Passage
*** Block opens ***

Interview With a Tall Person: Bassist/Stylist Tresca Behling

Tresca Behling is a legendary Bay Area bassist, a fantabulous hair stylist at Glama-Rama, and very tall.

Mark Montgomery French: How tall are you?

Tresca Behling: I’ve been 5′11″ in my life. I’m 55 years old, so I am probably a little under 5′10″now.

Does extreme height run in your family?

Yes. I am a mix of somewhat tall, doughy Midwestern people and then very tall, rangy Kentucky Midwesterners. I got a little of both unfortunately.

How old were you when you first became 5′11″?

When I was in eighth or ninth grade, so at 13 or 14 I was as tall as I was going to get. I grew fast and for a long time it was awkward. It took awhile before I found power in it. When I was 14 I went to a Rather Ripped Records’ anniversary party, which was at a bar. I got in because I was tall and I had makeup on. I saw Snakefinger and Little Roger & The Goosebumps, and it was basically one of the best nights of my life. It was like—“My God, this is the best”—simply because I was tall.

When you reached this incredible height, were coaches running after you for sports?

There was a little bit of that, but I think I looked too much like the stoner/rocker type, and there was going to be no cheese down that tunnel. I got asked all the time. Do you play basketball, do you play volleyball?

*** Block closes ***

Information provided
*** Block opens ***

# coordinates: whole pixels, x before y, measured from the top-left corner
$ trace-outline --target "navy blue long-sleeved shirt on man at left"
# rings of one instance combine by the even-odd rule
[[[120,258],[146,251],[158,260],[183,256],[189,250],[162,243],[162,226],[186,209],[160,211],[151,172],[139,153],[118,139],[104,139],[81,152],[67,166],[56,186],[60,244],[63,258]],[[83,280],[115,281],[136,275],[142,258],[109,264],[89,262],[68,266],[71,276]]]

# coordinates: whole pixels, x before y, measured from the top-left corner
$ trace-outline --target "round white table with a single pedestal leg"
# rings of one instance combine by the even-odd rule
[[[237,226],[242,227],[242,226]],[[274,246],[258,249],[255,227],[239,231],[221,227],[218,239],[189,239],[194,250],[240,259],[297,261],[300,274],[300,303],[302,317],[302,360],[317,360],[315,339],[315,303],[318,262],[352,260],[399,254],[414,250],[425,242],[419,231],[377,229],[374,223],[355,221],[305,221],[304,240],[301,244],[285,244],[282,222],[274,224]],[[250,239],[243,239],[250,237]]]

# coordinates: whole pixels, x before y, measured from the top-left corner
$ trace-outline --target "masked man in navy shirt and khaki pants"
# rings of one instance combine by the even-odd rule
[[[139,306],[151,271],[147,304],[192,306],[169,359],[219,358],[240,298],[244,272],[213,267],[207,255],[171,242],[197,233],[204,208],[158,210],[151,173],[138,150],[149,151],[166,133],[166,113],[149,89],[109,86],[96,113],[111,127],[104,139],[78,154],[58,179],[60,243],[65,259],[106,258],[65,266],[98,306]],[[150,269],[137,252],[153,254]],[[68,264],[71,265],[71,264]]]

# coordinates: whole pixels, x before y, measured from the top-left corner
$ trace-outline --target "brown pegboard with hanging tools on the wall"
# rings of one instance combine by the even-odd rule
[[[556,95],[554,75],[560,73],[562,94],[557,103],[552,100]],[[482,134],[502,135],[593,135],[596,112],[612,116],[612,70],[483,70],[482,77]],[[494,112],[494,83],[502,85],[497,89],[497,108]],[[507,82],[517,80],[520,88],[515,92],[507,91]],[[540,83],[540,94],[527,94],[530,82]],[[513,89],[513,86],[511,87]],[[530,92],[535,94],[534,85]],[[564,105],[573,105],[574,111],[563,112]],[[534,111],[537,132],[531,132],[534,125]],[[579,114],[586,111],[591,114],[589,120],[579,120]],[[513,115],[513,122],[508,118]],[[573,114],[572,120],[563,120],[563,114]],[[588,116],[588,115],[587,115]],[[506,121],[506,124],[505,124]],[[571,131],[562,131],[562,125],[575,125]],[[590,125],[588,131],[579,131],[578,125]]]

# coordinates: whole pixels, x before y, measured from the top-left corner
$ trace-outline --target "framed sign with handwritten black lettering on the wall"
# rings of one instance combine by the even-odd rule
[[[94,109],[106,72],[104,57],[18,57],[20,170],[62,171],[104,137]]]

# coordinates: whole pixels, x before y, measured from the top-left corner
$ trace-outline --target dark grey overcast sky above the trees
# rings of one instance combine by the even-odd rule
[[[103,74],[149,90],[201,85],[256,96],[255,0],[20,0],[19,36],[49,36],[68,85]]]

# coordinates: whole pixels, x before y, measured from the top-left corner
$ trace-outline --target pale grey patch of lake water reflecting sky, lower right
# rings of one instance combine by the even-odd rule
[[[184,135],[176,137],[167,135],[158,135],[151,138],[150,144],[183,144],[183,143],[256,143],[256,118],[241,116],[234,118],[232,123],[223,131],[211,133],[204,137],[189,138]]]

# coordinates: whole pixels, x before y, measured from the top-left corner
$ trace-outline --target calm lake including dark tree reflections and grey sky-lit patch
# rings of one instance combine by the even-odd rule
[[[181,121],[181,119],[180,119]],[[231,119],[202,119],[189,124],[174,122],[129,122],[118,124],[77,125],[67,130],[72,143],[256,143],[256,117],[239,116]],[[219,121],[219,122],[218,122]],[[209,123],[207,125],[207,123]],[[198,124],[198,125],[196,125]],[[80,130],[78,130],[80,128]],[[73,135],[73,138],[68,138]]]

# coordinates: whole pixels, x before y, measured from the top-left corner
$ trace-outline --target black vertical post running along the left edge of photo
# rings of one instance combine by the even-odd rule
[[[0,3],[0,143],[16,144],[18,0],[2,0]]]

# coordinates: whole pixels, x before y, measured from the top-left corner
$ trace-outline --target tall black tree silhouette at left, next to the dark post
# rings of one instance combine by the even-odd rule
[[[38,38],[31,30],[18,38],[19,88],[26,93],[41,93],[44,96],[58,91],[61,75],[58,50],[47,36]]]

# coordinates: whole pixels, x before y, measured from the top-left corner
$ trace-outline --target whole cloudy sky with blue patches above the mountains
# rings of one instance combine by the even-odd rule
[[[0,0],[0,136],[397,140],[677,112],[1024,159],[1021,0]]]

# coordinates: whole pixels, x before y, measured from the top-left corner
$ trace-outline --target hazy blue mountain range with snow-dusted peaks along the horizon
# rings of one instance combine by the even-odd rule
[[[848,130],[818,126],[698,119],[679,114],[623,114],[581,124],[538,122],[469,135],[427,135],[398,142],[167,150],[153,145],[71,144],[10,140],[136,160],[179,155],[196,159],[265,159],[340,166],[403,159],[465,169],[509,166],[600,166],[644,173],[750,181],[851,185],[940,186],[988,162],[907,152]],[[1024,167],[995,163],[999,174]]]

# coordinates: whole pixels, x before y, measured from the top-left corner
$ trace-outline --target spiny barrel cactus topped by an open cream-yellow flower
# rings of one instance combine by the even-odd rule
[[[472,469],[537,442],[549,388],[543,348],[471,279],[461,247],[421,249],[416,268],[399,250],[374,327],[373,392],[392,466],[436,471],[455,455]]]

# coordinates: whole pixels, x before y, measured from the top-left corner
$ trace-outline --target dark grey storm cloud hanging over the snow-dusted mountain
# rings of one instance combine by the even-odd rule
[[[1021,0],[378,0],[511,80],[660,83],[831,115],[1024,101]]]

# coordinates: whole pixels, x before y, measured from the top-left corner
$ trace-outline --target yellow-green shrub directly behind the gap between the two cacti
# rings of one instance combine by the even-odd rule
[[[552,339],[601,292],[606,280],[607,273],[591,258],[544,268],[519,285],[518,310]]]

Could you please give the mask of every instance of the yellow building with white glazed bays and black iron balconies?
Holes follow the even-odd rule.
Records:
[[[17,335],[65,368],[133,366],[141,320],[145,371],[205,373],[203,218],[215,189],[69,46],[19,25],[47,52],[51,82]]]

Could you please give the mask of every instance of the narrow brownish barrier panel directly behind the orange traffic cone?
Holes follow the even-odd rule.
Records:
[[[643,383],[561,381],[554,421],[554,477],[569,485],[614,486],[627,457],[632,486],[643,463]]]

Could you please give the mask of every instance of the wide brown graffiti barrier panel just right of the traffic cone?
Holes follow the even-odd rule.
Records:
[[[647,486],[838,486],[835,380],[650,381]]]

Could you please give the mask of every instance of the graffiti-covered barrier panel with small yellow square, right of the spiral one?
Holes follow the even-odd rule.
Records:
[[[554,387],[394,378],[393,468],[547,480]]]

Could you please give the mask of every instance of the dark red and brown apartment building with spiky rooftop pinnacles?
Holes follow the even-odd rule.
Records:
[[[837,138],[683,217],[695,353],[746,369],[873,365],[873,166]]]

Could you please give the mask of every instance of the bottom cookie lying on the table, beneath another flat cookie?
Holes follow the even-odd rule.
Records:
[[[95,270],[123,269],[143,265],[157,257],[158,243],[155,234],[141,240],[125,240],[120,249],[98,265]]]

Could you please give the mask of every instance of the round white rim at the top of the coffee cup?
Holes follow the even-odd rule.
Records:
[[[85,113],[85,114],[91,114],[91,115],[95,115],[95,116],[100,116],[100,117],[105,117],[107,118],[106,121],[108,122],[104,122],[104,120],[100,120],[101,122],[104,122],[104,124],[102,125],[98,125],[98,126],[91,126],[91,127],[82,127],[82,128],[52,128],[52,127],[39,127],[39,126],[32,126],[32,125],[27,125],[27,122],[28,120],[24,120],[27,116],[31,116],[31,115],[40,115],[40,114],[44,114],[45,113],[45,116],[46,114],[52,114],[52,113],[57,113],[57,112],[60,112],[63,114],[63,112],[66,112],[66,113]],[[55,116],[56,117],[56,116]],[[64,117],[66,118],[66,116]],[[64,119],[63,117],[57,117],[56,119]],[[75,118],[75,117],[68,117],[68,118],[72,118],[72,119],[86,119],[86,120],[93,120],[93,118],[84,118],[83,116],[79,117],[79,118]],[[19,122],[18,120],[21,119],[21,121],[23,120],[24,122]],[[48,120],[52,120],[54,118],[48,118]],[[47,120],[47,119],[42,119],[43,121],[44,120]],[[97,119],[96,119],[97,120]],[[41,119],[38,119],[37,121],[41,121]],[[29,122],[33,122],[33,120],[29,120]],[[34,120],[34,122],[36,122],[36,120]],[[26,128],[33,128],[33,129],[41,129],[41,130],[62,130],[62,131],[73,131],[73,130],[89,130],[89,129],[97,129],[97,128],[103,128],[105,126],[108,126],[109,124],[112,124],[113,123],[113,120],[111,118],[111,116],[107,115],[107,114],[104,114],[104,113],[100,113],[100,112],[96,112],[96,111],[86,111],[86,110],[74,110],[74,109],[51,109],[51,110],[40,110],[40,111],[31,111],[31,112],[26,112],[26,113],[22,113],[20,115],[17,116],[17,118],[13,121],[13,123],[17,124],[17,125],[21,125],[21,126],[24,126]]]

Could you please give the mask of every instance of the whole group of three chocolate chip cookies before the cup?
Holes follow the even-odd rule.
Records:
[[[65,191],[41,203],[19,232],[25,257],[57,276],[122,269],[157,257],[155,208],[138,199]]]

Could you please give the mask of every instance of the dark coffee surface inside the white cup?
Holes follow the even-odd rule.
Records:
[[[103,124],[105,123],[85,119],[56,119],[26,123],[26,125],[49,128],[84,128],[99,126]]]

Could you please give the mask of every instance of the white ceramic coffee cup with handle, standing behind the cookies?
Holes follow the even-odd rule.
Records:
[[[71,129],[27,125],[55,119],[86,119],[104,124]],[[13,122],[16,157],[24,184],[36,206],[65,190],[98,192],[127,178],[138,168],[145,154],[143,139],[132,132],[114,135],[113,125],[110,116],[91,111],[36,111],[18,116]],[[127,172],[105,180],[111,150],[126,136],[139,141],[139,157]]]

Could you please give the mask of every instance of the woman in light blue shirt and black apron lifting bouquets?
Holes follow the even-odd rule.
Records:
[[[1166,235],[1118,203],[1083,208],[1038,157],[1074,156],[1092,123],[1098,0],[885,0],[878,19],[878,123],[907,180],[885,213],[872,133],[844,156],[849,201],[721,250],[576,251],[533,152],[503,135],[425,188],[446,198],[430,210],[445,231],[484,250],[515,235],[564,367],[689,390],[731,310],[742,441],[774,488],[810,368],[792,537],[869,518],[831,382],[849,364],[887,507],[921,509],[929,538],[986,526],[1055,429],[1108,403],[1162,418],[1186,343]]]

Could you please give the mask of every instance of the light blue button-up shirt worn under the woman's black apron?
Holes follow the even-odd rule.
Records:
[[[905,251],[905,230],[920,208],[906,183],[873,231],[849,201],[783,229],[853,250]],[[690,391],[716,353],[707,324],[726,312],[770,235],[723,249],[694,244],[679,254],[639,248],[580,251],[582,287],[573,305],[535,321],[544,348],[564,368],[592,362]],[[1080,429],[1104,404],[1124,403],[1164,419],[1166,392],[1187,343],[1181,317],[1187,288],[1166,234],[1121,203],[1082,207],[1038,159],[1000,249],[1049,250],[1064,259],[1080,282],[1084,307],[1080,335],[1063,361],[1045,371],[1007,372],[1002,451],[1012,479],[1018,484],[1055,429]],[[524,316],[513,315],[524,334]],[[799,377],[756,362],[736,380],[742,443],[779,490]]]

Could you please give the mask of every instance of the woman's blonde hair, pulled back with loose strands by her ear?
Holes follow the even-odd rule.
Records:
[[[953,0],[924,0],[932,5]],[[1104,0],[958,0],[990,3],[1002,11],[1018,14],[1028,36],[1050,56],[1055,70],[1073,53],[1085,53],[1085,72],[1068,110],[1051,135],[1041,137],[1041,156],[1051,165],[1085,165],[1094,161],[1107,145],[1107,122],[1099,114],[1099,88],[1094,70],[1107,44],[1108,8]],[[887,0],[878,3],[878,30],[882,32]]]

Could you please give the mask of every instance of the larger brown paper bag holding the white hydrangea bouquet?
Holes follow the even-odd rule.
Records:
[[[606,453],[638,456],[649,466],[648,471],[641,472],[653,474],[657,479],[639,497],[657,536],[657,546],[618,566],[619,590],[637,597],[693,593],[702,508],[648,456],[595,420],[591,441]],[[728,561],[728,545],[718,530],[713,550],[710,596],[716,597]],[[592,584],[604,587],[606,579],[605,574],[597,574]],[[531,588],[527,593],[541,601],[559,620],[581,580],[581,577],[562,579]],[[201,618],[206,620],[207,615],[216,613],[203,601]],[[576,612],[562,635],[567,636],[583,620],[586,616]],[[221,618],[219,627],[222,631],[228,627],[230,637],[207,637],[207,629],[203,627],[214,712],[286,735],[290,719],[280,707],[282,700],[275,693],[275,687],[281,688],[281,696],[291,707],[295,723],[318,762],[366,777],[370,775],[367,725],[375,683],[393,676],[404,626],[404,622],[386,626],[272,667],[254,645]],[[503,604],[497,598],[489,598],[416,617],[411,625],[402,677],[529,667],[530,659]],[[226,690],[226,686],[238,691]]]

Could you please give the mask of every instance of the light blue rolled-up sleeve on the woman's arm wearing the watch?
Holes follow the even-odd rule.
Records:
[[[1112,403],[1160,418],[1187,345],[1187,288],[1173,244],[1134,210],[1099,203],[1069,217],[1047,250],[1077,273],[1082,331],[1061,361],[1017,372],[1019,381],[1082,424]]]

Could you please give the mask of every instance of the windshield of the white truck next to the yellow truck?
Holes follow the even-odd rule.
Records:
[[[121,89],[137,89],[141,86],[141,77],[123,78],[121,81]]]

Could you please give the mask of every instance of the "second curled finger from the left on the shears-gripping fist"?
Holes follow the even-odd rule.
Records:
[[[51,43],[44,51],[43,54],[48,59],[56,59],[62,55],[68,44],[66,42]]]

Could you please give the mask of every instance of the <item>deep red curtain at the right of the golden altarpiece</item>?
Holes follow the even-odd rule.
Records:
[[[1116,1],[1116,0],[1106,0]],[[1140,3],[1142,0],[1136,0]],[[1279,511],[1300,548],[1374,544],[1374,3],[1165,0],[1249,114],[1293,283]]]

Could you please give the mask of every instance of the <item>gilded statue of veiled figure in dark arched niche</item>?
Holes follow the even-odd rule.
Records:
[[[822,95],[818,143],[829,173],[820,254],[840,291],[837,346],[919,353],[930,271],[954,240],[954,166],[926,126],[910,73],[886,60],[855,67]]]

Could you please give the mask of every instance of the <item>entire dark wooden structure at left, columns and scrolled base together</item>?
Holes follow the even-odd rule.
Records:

*** Block closes ***

Instructions
(a) Copy from the interview the stretch that begins at the words "Interview With a" and ends after "of both unfortunately.".
(b) Answer these questions from the interview:
(i) At what salon does Tresca Behling work as a hair stylist?
(ii) How old does she say she is?
(iii) Which two acts did she see at the Rather Ripped Records anniversary party?
(c) List every question that Mark Montgomery French asks Tresca Behling in the interview.
Work from the interview alone; the listing plays no part.

Answers to the problems
(a)
Interview With a Tall Person: Bassist/Stylist Tresca Behling

Tresca Behling is a legendary Bay Area bassist, a fantabulous hair stylist at Glama-Rama, and very tall.

Mark Montgomery French: How tall are you?

Tresca Behling: I’ve been 5′11″ in my life. I’m 55 years old, so I am probably a little under 5′10″now.

Does extreme height run in your family?

Yes. I am a mix of somewhat tall, doughy Midwestern people and then very tall, rangy Kentucky Midwesterners. I got a little of both unfortunately.

(b)
(i) Glama-Rama
(ii) 55
(iii) Snakefinger and Little Roger & The Goosebumps

(c)
How tall are you?
Does extreme height run in your family?
How old were you when you first became 5′11″?
When you reached this incredible height, were coaches running after you for sports?